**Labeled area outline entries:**

----

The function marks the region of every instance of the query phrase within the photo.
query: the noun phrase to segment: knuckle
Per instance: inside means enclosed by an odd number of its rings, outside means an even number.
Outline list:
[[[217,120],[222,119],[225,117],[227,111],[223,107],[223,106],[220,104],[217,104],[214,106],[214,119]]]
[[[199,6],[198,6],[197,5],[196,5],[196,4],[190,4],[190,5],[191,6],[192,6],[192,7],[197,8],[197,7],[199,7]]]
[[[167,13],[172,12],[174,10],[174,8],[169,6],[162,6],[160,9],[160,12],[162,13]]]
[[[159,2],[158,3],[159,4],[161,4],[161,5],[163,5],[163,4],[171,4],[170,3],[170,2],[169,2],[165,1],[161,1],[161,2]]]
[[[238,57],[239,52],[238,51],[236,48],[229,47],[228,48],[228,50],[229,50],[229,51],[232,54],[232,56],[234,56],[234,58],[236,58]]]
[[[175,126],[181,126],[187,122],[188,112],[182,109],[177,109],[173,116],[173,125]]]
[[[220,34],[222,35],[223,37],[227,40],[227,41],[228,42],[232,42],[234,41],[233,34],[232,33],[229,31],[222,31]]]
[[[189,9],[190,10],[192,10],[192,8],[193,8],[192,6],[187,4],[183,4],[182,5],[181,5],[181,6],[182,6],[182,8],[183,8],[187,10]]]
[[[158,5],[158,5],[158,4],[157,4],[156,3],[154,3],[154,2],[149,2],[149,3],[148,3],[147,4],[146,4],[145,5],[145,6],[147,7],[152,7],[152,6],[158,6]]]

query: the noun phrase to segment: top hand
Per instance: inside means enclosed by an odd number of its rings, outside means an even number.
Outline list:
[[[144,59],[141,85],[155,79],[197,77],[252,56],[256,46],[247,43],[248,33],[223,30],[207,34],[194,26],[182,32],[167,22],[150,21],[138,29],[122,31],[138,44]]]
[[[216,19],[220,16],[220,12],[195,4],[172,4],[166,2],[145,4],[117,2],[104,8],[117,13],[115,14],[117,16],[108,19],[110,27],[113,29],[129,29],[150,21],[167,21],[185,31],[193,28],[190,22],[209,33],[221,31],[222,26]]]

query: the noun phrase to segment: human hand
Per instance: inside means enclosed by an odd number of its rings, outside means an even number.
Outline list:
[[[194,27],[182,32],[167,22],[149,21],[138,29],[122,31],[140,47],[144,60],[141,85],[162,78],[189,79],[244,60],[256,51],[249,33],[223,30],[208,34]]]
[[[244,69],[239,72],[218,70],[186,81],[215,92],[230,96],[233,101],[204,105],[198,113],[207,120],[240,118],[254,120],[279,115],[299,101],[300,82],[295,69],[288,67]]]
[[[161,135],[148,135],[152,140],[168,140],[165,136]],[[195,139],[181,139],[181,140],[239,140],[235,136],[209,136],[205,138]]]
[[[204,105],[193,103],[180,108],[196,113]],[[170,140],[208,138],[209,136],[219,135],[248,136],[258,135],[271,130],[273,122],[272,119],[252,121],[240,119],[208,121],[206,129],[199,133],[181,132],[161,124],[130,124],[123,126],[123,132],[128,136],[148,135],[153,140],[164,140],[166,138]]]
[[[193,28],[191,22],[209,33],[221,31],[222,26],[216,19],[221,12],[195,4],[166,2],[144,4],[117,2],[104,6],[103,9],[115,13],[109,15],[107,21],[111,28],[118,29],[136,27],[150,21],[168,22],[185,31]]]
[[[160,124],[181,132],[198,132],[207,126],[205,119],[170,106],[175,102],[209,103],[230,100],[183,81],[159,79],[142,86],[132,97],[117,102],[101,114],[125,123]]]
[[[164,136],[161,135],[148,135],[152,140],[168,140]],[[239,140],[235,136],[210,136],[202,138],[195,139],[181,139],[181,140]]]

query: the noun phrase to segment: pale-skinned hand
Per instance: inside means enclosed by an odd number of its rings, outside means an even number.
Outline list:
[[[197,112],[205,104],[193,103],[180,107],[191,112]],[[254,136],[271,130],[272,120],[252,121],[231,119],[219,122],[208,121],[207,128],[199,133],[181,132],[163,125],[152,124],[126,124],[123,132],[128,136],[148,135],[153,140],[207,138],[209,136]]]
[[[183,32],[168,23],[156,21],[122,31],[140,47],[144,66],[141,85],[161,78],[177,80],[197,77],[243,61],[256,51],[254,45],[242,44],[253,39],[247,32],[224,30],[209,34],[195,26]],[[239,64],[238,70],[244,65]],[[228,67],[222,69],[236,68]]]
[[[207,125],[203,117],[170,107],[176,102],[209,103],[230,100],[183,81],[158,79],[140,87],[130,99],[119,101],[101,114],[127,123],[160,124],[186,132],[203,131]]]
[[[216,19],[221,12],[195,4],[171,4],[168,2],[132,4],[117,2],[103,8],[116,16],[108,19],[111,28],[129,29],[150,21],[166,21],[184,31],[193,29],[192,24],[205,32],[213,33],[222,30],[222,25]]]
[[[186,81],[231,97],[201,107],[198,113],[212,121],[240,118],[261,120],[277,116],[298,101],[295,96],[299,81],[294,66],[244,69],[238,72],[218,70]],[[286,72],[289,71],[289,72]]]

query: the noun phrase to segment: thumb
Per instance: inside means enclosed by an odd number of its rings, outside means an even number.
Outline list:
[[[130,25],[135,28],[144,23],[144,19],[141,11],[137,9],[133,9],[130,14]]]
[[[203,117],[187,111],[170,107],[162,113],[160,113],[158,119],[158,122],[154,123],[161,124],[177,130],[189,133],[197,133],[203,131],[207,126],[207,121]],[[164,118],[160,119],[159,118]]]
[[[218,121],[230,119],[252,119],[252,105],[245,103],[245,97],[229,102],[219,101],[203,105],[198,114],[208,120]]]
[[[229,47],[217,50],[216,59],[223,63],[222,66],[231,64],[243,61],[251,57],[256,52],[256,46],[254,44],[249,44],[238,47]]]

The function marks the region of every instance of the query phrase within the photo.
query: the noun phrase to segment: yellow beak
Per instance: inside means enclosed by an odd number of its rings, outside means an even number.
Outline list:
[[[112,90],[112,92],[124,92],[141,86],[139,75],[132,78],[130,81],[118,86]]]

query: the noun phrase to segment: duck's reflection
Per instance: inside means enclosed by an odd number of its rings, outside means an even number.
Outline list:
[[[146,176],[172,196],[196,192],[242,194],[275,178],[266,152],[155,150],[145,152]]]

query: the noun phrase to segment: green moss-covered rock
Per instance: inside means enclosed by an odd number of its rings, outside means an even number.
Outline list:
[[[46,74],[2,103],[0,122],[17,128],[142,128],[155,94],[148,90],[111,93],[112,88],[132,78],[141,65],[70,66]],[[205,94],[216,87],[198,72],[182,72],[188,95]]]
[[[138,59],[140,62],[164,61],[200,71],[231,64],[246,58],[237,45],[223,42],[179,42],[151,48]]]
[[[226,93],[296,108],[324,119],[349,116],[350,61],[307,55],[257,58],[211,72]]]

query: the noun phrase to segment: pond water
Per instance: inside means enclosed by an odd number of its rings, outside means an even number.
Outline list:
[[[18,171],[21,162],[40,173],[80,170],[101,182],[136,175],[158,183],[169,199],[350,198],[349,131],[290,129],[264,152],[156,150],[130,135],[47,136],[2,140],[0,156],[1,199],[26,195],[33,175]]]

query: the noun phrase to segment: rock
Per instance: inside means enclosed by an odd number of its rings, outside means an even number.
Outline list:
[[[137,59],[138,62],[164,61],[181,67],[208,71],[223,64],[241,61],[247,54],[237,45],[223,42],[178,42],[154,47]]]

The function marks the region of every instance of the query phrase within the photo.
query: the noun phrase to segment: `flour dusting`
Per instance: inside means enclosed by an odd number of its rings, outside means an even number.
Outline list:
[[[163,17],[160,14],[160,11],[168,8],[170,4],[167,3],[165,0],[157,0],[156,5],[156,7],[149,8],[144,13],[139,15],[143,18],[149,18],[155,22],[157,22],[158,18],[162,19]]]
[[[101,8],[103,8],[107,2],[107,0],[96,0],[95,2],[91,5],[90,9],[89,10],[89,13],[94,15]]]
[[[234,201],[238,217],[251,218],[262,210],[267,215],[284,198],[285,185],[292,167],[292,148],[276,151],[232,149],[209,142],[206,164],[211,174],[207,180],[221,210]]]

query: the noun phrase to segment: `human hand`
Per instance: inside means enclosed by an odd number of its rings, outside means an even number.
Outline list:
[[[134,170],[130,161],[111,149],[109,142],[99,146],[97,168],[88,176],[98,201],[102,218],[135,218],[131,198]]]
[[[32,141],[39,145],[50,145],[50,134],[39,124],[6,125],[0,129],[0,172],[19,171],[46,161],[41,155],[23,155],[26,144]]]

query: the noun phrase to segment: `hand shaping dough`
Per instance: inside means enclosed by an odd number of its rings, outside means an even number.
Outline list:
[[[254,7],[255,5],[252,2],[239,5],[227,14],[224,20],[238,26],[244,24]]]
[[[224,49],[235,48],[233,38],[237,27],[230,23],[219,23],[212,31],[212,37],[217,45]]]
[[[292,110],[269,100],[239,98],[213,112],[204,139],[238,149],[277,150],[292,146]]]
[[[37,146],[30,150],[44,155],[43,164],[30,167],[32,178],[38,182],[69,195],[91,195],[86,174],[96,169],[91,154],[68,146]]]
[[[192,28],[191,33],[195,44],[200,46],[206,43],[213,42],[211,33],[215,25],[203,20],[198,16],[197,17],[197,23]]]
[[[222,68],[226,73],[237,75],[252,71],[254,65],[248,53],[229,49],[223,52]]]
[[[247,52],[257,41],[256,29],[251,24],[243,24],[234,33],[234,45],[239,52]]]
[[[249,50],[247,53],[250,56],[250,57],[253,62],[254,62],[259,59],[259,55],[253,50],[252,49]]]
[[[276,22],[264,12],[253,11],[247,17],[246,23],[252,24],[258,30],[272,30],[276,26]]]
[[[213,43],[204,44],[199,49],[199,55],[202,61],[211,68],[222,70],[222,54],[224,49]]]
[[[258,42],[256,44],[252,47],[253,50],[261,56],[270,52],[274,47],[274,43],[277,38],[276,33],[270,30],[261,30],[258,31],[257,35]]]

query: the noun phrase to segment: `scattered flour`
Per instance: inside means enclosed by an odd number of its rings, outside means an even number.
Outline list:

----

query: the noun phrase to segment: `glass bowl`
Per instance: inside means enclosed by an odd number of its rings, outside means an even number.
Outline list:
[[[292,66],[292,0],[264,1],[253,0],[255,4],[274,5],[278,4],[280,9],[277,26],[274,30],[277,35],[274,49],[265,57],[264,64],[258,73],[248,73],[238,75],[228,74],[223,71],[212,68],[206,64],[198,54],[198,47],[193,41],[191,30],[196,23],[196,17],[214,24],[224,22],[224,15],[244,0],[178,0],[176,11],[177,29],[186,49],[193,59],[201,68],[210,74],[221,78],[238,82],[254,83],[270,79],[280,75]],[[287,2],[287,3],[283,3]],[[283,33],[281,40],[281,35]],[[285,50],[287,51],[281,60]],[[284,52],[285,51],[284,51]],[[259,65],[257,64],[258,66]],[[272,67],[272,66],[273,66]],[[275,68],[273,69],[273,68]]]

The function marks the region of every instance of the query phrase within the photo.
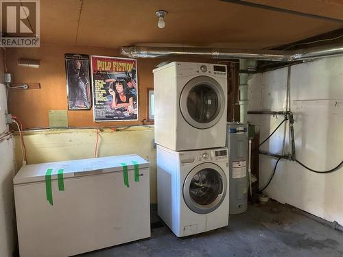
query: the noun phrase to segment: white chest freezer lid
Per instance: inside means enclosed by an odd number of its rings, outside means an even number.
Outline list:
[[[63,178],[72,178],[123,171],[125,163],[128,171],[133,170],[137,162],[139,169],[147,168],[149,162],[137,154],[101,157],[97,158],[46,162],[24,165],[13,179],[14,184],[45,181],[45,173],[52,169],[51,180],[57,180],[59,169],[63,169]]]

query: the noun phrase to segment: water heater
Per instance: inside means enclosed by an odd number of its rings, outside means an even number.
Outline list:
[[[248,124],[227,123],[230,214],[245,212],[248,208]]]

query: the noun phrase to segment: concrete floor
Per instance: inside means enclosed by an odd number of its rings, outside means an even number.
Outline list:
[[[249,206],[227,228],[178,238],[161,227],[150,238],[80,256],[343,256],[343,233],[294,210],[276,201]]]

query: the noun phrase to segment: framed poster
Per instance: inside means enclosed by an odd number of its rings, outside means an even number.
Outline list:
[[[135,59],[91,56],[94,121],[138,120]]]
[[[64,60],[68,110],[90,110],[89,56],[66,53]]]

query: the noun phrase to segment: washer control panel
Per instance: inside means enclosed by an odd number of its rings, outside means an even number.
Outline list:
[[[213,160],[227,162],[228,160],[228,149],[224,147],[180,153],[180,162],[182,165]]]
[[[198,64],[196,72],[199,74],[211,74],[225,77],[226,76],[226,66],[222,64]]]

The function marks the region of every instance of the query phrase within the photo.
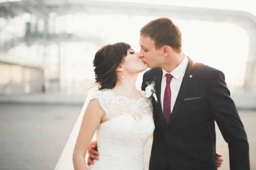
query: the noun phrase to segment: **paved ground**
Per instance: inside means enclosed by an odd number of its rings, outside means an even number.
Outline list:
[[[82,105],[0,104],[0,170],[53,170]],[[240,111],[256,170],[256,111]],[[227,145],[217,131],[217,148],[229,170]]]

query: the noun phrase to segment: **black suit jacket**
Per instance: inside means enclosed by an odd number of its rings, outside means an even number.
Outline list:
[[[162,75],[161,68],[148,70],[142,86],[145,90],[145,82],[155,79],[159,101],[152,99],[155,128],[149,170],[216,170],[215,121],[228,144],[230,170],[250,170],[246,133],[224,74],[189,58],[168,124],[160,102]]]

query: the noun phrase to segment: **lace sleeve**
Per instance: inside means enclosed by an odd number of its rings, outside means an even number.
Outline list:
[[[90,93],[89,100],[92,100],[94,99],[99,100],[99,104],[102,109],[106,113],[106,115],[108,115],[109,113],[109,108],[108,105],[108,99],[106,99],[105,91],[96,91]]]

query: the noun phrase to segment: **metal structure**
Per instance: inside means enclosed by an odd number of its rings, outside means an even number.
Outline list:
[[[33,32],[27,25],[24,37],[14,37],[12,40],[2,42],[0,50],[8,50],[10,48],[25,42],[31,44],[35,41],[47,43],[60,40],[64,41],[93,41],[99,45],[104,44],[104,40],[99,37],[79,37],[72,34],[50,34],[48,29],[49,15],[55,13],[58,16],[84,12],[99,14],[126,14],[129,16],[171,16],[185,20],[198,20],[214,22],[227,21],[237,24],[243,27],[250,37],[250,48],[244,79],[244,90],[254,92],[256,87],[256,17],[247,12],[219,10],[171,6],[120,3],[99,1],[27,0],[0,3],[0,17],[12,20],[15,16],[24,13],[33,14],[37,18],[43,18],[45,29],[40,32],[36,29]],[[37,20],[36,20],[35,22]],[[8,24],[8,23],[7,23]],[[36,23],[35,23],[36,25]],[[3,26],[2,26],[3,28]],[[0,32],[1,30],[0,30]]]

----

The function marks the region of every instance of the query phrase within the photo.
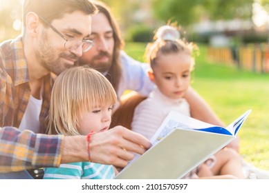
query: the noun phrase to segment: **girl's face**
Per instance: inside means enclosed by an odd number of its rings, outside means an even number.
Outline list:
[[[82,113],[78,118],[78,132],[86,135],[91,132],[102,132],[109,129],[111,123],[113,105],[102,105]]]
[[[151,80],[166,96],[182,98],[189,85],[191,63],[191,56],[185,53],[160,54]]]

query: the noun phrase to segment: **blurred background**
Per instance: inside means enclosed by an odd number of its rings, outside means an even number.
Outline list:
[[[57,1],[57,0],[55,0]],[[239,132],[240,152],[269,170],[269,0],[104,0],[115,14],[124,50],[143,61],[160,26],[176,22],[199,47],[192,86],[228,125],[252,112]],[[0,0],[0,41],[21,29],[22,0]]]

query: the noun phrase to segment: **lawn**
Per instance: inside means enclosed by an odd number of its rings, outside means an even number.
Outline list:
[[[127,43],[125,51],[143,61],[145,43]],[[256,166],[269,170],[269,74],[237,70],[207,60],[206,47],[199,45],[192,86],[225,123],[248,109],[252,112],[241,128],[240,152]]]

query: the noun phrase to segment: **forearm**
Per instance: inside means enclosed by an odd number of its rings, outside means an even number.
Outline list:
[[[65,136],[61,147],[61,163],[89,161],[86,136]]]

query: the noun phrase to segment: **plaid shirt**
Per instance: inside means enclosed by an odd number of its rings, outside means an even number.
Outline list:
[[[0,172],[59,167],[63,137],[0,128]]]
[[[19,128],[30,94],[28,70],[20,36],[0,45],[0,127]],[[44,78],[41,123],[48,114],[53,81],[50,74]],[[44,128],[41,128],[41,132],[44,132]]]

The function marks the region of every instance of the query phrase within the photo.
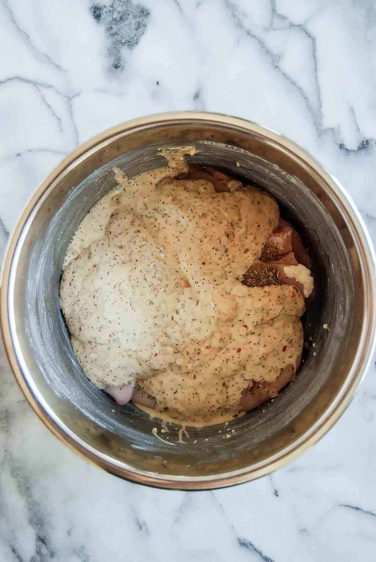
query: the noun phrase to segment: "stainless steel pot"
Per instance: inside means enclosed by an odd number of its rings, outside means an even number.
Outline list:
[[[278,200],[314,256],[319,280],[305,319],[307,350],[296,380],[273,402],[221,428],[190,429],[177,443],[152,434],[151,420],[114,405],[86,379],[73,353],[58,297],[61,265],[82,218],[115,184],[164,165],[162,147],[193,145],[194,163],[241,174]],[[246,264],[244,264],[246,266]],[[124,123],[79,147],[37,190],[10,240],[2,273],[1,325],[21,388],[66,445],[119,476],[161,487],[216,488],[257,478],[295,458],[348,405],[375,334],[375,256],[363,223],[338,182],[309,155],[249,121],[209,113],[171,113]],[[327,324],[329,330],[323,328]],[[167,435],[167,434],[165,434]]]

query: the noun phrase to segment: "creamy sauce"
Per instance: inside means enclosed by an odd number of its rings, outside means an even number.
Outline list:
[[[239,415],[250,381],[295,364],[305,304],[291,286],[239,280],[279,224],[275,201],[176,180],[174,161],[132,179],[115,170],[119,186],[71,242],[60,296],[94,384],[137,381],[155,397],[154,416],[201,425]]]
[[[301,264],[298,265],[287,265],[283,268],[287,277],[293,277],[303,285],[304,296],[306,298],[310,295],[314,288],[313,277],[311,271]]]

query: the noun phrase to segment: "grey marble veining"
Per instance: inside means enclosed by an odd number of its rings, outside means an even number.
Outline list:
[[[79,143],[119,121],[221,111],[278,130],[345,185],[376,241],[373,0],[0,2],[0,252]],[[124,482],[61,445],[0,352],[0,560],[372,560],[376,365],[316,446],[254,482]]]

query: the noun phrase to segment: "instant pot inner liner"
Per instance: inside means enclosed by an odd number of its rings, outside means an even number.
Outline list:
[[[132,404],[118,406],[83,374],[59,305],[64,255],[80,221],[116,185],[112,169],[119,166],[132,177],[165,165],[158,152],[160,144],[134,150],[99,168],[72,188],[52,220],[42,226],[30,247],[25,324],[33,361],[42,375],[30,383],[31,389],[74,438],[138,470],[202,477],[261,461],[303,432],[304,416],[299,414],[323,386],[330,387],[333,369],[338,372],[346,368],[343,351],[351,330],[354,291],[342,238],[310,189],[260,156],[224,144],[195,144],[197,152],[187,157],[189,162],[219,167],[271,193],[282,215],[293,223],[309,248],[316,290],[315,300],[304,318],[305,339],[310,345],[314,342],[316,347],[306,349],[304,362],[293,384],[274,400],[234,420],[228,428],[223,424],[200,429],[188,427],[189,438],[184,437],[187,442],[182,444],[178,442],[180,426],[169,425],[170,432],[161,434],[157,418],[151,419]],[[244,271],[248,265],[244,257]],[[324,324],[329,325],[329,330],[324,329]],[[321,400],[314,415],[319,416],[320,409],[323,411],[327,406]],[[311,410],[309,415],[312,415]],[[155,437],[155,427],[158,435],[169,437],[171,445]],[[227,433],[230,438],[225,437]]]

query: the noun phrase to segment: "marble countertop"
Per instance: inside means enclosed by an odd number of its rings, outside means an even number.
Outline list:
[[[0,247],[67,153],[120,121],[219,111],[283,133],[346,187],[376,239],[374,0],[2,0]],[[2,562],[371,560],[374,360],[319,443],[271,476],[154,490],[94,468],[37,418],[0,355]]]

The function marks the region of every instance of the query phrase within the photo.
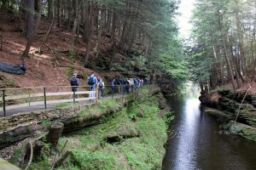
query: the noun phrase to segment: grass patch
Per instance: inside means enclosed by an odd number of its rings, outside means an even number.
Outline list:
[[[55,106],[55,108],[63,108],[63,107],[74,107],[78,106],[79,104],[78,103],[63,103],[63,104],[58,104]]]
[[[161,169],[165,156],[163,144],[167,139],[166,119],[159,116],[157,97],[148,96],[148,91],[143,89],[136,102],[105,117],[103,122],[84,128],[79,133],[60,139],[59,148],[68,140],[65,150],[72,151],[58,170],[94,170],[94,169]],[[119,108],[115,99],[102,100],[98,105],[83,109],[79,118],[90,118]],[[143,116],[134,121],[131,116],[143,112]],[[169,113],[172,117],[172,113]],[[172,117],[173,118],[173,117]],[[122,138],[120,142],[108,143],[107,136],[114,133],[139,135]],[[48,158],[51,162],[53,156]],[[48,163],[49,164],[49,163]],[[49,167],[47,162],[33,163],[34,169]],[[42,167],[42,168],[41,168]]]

----

**Work to be completed:** From the material above, copy every line that contains the string "rock". Matching is case-sensitive.

**The answer:**
query: the noun phrase to segment: green moss-covered rock
query: the noun phrase to segment: rock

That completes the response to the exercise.